## Exercise data
-- Opening Marker --

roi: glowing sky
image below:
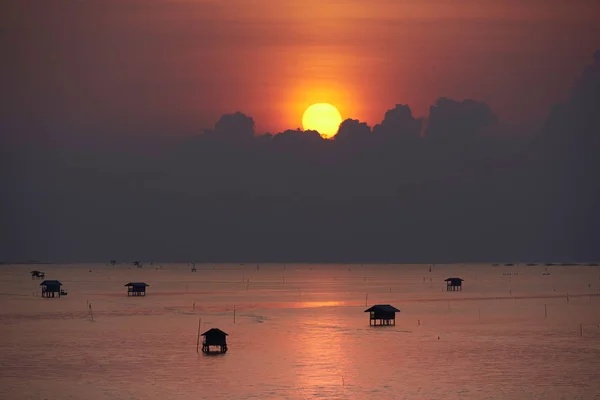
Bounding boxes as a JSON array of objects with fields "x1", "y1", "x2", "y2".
[{"x1": 2, "y1": 0, "x2": 599, "y2": 141}]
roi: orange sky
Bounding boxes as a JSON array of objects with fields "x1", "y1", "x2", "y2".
[{"x1": 3, "y1": 0, "x2": 600, "y2": 138}]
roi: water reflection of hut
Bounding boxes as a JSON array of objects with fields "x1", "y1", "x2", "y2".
[
  {"x1": 201, "y1": 328, "x2": 228, "y2": 354},
  {"x1": 364, "y1": 304, "x2": 400, "y2": 326},
  {"x1": 445, "y1": 277, "x2": 464, "y2": 291},
  {"x1": 125, "y1": 282, "x2": 149, "y2": 296},
  {"x1": 40, "y1": 280, "x2": 64, "y2": 298}
]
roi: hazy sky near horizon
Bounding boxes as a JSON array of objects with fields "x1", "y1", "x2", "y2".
[{"x1": 2, "y1": 0, "x2": 600, "y2": 142}]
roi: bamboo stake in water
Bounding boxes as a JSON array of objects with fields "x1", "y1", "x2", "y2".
[
  {"x1": 544, "y1": 304, "x2": 547, "y2": 318},
  {"x1": 580, "y1": 323, "x2": 583, "y2": 337},
  {"x1": 196, "y1": 317, "x2": 202, "y2": 353},
  {"x1": 233, "y1": 305, "x2": 236, "y2": 323},
  {"x1": 365, "y1": 293, "x2": 368, "y2": 307},
  {"x1": 341, "y1": 376, "x2": 345, "y2": 386}
]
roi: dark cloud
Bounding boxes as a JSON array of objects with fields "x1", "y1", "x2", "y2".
[
  {"x1": 373, "y1": 104, "x2": 422, "y2": 139},
  {"x1": 335, "y1": 119, "x2": 372, "y2": 142},
  {"x1": 425, "y1": 98, "x2": 497, "y2": 141},
  {"x1": 2, "y1": 52, "x2": 599, "y2": 263},
  {"x1": 202, "y1": 111, "x2": 256, "y2": 143}
]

-- Closing Marker --

## What the task asks
Every line above goes into your copy exactly; no images go in.

## Written solution
roi: glowing sky
image below:
Bounding boxes as a JSON array of objects with fields "x1", "y1", "x2", "y2".
[{"x1": 2, "y1": 0, "x2": 599, "y2": 141}]
roi: orange sky
Bounding boxes as a JSON array of objects with fields "x1", "y1", "x2", "y2".
[{"x1": 3, "y1": 0, "x2": 600, "y2": 138}]
roi: water reflection of hut
Bounding boxes as a JSON array of objects with fields "x1", "y1", "x2", "y2".
[
  {"x1": 201, "y1": 328, "x2": 228, "y2": 354},
  {"x1": 364, "y1": 304, "x2": 400, "y2": 326},
  {"x1": 445, "y1": 277, "x2": 464, "y2": 291},
  {"x1": 125, "y1": 282, "x2": 149, "y2": 296},
  {"x1": 40, "y1": 280, "x2": 64, "y2": 298}
]
roi: hazy sky near horizon
Bounding boxes as a JSON array of objects with fields "x1", "y1", "x2", "y2".
[{"x1": 2, "y1": 0, "x2": 600, "y2": 142}]
roi: bamboo stake in water
Bounding boxes as a JSON array of objects with fields "x1", "y1", "x2", "y2".
[
  {"x1": 544, "y1": 304, "x2": 547, "y2": 318},
  {"x1": 580, "y1": 323, "x2": 583, "y2": 337},
  {"x1": 196, "y1": 317, "x2": 202, "y2": 353},
  {"x1": 233, "y1": 305, "x2": 236, "y2": 323},
  {"x1": 365, "y1": 293, "x2": 368, "y2": 307},
  {"x1": 341, "y1": 376, "x2": 345, "y2": 386}
]
roi: dark cloud
Bounding boxes as a JSON array of objects with fields "x1", "y1", "x2", "y2".
[
  {"x1": 373, "y1": 104, "x2": 422, "y2": 139},
  {"x1": 335, "y1": 119, "x2": 372, "y2": 142},
  {"x1": 425, "y1": 98, "x2": 497, "y2": 141},
  {"x1": 2, "y1": 52, "x2": 599, "y2": 263},
  {"x1": 202, "y1": 111, "x2": 256, "y2": 143}
]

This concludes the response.